- PROVIDED TEXT -

The Gaza Encampments are History in the Making

Students at American colleges and universities are again making history. ‘Gaza encampments’ have been erected at dozens of colleges and universities around the country, making this one of the most important student movements since the 1960s. We are now hearing of new encampments every day, including now in Australia, Great Britain and Germany.

And, unlike in the 1960s, many faculty members are participating in and supporting these encampments, especially after their students face repressive actions initiated by panicked university presidents.

As a student protester myself in the 1960s, I could not be more excited or prouder of what I am seeing on college campuses today.

There are real parallels between the anti-Israeli war movement and the anti-Vietnam War movement. Just as students in the 1960s mobilized against an unjust war, students today are moved to action by the deeply disturbing role the U.S. is playing in enabling Israel to engage in an aggressive war against Palestine in open defiance of international law and public opinion.

- GOAL -
Please continue the piece on the Gaza campus encampments above, starting right after its last sentence.

- EXTRACTED DATA -
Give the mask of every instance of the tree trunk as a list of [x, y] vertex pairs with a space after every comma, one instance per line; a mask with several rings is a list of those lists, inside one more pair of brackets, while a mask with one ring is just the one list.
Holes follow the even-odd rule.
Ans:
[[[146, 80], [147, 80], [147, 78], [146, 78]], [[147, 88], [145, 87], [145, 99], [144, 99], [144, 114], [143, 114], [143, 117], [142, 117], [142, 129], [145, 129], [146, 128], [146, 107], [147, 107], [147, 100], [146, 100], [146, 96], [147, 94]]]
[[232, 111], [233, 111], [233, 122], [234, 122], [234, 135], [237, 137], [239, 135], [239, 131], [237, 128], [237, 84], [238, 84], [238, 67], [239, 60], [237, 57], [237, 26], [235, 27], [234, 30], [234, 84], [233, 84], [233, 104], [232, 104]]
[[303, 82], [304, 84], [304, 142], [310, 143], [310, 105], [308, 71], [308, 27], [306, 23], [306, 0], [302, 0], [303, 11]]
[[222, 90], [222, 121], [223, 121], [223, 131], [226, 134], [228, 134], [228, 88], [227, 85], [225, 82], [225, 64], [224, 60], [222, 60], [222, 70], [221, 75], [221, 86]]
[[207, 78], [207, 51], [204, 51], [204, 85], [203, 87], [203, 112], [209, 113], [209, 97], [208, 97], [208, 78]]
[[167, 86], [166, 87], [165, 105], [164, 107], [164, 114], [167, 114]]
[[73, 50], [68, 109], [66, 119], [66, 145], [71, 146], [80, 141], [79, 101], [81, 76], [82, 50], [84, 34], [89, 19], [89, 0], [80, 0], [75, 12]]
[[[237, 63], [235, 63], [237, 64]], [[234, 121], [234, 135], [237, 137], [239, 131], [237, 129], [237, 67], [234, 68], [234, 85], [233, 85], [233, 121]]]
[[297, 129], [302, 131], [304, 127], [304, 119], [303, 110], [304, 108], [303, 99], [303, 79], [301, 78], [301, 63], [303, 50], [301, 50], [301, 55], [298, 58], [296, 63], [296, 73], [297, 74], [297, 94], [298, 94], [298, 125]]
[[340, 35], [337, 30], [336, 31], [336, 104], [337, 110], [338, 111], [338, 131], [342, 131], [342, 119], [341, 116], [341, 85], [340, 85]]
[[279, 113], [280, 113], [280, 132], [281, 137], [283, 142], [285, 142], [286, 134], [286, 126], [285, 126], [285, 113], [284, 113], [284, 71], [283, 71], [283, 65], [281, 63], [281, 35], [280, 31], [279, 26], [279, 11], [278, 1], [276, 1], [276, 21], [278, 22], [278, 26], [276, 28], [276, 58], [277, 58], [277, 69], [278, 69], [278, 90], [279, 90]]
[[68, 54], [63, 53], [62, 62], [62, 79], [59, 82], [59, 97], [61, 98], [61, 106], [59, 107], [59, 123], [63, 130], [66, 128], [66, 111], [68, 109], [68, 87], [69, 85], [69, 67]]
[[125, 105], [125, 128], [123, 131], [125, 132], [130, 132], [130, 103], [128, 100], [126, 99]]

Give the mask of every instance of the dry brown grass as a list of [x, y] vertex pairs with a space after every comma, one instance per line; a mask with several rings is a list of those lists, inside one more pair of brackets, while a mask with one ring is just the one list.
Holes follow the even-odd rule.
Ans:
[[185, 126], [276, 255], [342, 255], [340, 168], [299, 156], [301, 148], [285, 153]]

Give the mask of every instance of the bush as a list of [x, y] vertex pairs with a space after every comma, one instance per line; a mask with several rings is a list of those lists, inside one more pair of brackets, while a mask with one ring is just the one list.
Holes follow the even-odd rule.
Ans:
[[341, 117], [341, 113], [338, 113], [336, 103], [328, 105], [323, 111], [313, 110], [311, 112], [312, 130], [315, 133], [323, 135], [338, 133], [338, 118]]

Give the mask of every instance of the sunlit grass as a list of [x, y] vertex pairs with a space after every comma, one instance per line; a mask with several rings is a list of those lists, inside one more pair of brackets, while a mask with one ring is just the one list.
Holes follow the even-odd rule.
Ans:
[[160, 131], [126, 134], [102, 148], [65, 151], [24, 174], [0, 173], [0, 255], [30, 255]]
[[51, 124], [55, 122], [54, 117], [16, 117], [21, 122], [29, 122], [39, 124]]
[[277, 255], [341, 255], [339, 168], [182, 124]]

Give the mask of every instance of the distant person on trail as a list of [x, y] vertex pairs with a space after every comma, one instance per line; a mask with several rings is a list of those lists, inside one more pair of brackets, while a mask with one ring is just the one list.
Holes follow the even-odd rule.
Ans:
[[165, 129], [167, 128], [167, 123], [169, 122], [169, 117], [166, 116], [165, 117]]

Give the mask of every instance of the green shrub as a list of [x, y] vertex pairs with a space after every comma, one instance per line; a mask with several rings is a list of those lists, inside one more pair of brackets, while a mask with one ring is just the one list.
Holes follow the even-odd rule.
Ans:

- EXPECTED ANSWER -
And just like in the 1960s, the anti-Israeli war protests are already forcing a shift in the war itself, as the United States and Israel find themselves increasingly isolated and condemned for human rights violations. Biden is certainly feeling the pressure. He has already defied Netanyahu by building a dock for humanitarian aid to unload in Gaza and by forcing Israel to drastically scale back a planned attack on Iran and by putting economic sanctions on some right-wing extremist ‘settlers.’  It seems likely that as the protests build (especially if and when Israel invades Rafah), the U.S. will start withholding military supplies for some Gaza operations.

Of course, Republicans are sticking to their defense of Israel’s war, and are using all their power to try to force universities to repress the student protesters. Columbia University has emerged as ground zero because of the large Zionist presence on the campus and in New York City as a whole. There, more than anywhere else, university officials are under intense pressure to crack down on the Gaza encampment and have already called hundreds of NYPD officers to the campus to make mass arrests of students, who were then all summarily suspended from school without any academic due process. Despite her efforts to placate Republican lawmakers, Columbia’s President Minouche Shafik is under growing pressure to resign, with House Speaker Mike Johnson demanding her removal for failing to safeguard Jewish students from “violent, antisemitic” protesters. (He also called for the mobilization of the National Guard—perhaps thinking about what happened at Kent State in 1970?).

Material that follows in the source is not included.